* _TASKS TO PERFORM_
a – In the text on why God allows suffering, what reason is given for it in the opening sentence?
b – Summarize the text on why God allows suffering in two sentences.
c – Proceed with the text on why God allows suffering, picking up after its last sentence.

(SELECTED EXTRACT begins)


            God allows suffering because he allows us to choose the behaviors that lead to it.  It is the dark side of our free will -- the collision of myriad individual wills, resisting the unity of his. 

            But not to over-simplify a very troubling subject.  Why, for instance, if God has the power, does he not rescue the helpless child from the hands of a brutal predator?  Why not heal the cancer-ridden young mother?  Why allow an entire society to starve and go homeless because of the criminal excesses of its government?  What about terrible accidents?  And so on.

            I can only speculate, but maybe the answer is that he doesn’t intervene so that we will be continually reminded of what we are:  weak and infinitely fallible, imperiled by our own evil; helpless to control anyone or anything but ourselves – and sometimes, not even that. 

            Outrage and terror, grief and frustration, these are motivators.  They motivate us to ask the original question, “Why, God?,” but it is a pointless question unless the asker is willing to meditate on the breadth and depth of the answer.

            The scripture says that “all things work together for good for those who love God and are called according to his purpose” (Romans ).  If we define “good” as what makes us feel good, or safe, then few things in life will work together towards that end, especially since we all die after a very short existence in which there is too little time to clean up our messes.  But if we carry the definition of “good” through the second half of that verse – for those who love God and are called according to his purpose – it becomes clearer that the nature of true “good” is only ever within the ultimate purposes of God, and specifically for those who love him.  The ultimate purpose is rarely the immediate purpose, but rather, that which will manifest itself in some wider context of time and events. 

            It is interesting that the evolutionist has no problem believing that life and perfection evolve over billions of years from random gases swirling in space; but when it comes to the proposition that all things work over the course of history according to the plan of God toward an ultimate good end -- which may not be manifested during his own brief life -- he responds with sneers and ridicule.  He is usually the one most bitter at the course of unfortunate events.

(SELECTED EXTRACT ends)
(EXTRACTED INFORMATION begins)

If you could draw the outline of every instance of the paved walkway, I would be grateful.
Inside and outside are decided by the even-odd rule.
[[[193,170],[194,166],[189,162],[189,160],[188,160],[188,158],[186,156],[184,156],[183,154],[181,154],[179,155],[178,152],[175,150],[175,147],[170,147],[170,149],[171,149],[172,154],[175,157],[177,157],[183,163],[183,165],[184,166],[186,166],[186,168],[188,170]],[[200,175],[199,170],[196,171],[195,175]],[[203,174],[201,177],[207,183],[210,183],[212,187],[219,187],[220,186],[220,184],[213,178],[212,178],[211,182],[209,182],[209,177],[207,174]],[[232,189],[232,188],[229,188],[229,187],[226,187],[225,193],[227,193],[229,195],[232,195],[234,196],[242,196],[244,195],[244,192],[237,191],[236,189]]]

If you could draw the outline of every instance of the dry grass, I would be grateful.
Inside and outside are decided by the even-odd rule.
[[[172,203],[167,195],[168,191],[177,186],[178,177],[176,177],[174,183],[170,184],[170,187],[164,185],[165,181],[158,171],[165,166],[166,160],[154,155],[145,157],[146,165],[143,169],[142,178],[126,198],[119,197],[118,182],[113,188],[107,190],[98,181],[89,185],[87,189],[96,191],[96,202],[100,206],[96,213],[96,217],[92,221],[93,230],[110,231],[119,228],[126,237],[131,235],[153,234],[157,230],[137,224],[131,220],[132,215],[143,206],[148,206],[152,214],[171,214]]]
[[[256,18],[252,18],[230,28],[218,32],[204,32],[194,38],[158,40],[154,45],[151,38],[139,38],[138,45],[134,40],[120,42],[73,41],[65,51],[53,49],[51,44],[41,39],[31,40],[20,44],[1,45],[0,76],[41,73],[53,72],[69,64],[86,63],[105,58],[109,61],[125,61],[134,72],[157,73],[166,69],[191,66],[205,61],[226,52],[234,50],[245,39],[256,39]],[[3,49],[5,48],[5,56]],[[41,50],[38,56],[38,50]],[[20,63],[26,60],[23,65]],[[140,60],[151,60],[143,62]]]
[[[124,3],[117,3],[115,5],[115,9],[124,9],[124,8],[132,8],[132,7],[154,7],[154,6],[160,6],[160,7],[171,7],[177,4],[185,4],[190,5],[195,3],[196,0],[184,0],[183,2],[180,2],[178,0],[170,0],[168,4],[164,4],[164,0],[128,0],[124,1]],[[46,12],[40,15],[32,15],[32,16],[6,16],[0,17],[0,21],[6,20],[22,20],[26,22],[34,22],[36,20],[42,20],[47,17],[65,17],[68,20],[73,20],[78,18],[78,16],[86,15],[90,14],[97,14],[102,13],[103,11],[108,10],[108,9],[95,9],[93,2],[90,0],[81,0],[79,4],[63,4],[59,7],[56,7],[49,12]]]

(EXTRACTED INFORMATION ends)

* _EXERCISE RESULTS_
a – God allows suffering because he allows us to choose the behaviors that lead to it.

b – Suffering comes from our free will, and God may choose not to intervene so that we are reminded how weak and fallible we are. Drawing on Romans, the text argues that true good lies in God's ultimate purposes for those who love him, which usually unfold over a wider span of time and events than one short life.

c –
            The apostle Peter, writing about the end of days, said “[God] is not willing that any should perish but that all should come to repentance” (2 Peter 3:9).  If suffering leads to repentance for what we have done and what we have become through our own devices, then his “allowing” it is for the higher purpose of leading us to a revelation of his salvation.   What then grows (or should) from that seedbed of loss and redemption is compassion, patience, self-control, and so on – the fruits of the spirit, the “life” that is promised to those who look to the Messiah for restoration through his sacrifice – those very qualities that, if practiced individually, make for the peaceable co-existence of a citizenry and a nation. 

            In the last several generations, we have witnessed the gradual dismissal of Biblical precepts from government, an absence which has manifested itself in schools, the media and the family by disunity and moral disintegration.  By turning the job of establishing morality and salvation over to ourselves, determining that God is not an external being, but existent only within the imagination of unenlightened humanity, we have (predictably) found ourselves in moral chaos:  “Every man for himself!”  Interestingly, now that our enlightenment has pushed us to the precipice of a new dark age, that of  Islamic oppression, we have a growing surge of American outrage – aimed at those who uphold the Bible as the standard of morality and government.  Could it be that, despite our rebellion against the allegedly non-existent God, there is a fresh anger directed at him, for “allowing” our impending destruction? 

            Why, indeed, does he allow suffering.  Go look in the mirror.  Then get on your knees.